[Exercise brief]
From the entries below, copy every line where the string "bowl" appears.

[[ Supplied entries, beginning ]]

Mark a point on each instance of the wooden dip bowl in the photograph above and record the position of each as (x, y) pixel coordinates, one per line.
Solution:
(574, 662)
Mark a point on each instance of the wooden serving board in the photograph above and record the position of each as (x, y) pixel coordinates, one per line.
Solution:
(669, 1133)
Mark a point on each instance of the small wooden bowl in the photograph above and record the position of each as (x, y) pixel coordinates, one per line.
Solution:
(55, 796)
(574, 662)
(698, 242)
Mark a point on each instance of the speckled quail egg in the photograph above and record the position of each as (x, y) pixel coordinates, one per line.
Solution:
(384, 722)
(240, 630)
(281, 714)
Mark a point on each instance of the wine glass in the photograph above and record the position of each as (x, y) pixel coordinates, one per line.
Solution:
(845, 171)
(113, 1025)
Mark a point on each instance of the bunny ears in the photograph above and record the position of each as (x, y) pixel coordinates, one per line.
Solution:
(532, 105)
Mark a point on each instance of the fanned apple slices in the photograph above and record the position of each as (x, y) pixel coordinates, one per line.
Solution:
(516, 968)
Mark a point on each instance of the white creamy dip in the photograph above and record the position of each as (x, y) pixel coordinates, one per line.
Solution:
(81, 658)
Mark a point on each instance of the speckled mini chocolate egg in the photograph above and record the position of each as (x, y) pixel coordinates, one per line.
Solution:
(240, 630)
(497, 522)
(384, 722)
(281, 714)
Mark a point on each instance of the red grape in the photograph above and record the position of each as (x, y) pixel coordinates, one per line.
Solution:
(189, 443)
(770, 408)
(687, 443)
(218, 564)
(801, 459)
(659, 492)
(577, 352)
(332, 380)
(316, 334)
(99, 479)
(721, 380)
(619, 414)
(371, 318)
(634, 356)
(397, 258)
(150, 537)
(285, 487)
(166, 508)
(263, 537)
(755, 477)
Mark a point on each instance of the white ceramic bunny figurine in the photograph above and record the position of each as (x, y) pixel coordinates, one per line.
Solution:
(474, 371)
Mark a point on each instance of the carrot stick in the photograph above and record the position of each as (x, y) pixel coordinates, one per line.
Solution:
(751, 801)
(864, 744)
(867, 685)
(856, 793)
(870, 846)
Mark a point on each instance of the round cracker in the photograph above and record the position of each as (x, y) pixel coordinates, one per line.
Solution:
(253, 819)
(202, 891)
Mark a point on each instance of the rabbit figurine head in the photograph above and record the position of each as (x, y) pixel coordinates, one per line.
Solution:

[[ Supplied entries, end ]]
[[ Supplied entries, beginning ]]

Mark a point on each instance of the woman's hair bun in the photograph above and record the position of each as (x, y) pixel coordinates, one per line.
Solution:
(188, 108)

[[ Supplied entries, end ]]

[The completed task]
Mark a point on each instance of the wooden dip bowl in the photograph above and record the position of each as (x, y) pixel coordinates, one per line.
Mark a point on each instance of the small wooden bowl in the photograph above and record the position of each as (x, y) pixel coordinates, one per line.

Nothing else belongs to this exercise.